Rescale the items from the start through the line that contains "156], [173, 154]]", both included. Write out every one of those lines again, requests included, with each coordinate in the answers multiplied by 1.25 and rounded to a whole number, halves rounding up. Give only those lines, and leave the pictures out.

━━━

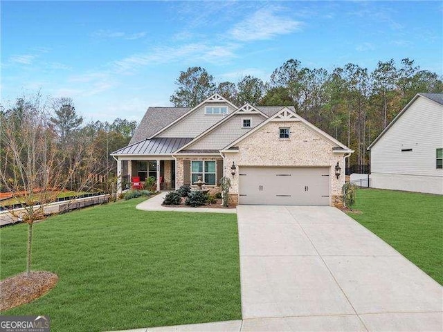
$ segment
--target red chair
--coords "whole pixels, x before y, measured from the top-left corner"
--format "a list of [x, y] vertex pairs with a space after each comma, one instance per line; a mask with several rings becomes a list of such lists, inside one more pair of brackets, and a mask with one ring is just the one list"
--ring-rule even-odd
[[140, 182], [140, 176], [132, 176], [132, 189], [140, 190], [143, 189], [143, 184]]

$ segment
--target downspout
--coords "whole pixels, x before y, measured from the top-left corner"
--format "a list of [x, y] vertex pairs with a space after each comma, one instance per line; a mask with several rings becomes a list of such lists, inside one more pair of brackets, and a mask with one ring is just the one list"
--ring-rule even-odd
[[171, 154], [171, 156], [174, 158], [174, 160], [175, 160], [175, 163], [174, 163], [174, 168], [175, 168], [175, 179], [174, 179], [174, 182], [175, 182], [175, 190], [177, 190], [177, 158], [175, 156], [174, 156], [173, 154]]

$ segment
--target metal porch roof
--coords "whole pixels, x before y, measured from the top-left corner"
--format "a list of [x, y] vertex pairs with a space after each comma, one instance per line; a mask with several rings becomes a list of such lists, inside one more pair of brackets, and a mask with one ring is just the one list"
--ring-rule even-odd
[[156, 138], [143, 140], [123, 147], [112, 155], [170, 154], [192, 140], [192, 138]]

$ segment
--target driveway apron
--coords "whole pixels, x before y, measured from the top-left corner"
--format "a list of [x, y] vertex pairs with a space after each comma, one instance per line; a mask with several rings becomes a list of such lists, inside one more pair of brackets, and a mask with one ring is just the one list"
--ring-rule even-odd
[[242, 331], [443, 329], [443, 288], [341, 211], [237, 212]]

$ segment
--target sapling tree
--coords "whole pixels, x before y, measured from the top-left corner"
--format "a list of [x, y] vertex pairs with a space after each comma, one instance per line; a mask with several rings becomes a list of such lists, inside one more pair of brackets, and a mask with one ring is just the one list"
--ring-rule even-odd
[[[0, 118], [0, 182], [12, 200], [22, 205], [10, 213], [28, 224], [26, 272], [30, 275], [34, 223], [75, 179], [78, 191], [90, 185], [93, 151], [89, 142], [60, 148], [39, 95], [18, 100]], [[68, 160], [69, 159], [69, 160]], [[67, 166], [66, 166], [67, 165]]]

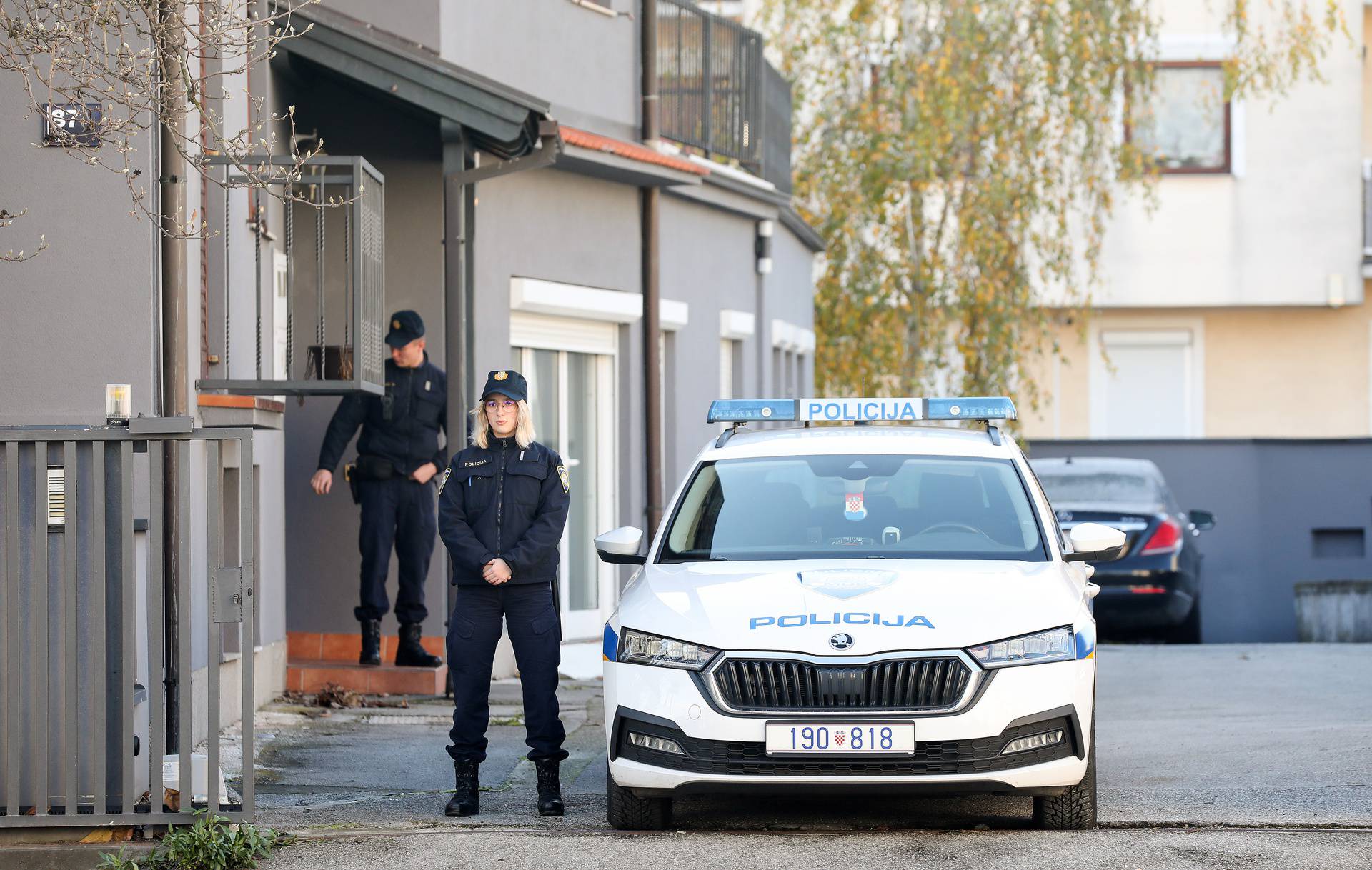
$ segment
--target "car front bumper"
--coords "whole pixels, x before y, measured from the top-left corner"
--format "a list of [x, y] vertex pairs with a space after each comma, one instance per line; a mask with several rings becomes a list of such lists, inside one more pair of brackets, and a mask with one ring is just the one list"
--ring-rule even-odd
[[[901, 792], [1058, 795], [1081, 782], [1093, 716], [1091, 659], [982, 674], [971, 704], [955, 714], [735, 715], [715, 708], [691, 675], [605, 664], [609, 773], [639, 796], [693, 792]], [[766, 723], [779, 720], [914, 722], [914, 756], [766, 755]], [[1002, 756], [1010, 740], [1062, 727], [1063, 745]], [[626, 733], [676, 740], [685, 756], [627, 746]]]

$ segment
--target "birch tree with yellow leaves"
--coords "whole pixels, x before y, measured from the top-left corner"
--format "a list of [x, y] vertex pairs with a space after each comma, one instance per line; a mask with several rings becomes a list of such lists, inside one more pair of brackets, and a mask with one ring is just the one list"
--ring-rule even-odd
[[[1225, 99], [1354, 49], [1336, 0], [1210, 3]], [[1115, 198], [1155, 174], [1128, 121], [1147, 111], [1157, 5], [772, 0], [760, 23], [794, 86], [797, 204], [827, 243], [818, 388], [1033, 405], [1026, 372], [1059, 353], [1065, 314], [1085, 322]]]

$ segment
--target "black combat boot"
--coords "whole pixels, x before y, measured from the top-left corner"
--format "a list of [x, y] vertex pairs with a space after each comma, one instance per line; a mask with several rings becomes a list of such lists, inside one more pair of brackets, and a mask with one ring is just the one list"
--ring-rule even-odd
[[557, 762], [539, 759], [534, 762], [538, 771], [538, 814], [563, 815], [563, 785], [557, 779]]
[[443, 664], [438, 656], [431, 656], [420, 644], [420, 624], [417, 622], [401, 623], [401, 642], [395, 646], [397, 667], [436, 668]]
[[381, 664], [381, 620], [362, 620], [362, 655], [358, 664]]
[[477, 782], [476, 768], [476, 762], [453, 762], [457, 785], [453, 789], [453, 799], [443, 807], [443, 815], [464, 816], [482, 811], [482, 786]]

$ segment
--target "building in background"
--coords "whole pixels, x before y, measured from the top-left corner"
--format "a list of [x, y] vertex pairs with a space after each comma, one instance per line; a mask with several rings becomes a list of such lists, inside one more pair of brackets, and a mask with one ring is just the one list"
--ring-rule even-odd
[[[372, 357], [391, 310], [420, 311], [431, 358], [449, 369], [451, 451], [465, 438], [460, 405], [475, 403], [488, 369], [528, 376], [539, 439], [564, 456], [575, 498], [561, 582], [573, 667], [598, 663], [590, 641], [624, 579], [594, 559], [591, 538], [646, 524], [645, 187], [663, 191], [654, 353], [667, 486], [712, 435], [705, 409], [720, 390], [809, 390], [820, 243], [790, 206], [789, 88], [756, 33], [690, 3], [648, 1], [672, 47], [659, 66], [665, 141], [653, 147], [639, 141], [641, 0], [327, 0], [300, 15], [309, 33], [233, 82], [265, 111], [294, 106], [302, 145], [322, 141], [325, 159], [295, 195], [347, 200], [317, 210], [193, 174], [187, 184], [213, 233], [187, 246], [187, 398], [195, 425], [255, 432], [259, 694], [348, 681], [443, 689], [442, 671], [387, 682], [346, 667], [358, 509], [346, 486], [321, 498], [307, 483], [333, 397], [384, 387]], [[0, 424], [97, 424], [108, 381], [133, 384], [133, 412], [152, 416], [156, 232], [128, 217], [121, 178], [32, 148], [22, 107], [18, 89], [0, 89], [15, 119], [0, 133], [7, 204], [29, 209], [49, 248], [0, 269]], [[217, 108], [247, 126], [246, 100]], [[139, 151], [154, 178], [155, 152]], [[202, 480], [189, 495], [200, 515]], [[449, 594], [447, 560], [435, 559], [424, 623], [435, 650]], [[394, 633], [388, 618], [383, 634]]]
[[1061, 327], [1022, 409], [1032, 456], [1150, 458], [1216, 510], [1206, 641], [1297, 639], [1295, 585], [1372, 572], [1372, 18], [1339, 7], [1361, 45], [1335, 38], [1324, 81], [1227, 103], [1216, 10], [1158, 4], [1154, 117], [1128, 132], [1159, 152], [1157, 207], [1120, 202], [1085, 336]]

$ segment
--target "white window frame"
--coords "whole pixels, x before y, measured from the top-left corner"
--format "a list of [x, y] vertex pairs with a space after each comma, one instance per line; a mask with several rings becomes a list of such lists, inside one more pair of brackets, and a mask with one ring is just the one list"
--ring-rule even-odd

━━━

Exercise result.
$ segment
--target red chair
--coords "whole pixels, x before y, measured from the top-left corner"
--format "a list of [x, y] vertex pairs with a space after each comma, one instance per line; a mask with several rings becomes a list of such lists, inside one more pair of brackets, and a mask with one ring is just the one list"
--ring-rule even-odd
[[175, 228], [175, 220], [165, 220], [165, 236], [175, 238], [179, 236], [179, 230]]

$ segment
--target downspout
--coords "whole pixels, x before y, measured from the top-left corner"
--format "a list of [x, y] vertex pairs with a space after each comma, one instance per line; a mask with several rings becomes a list of such lists, inside one more pair of brackets, and a mask with one ring is just the one list"
--ring-rule even-odd
[[214, 193], [214, 195], [218, 198], [218, 200], [219, 200], [219, 204], [218, 204], [218, 210], [219, 210], [219, 224], [218, 224], [218, 228], [219, 228], [219, 238], [221, 238], [221, 198], [219, 195], [218, 195], [216, 193]]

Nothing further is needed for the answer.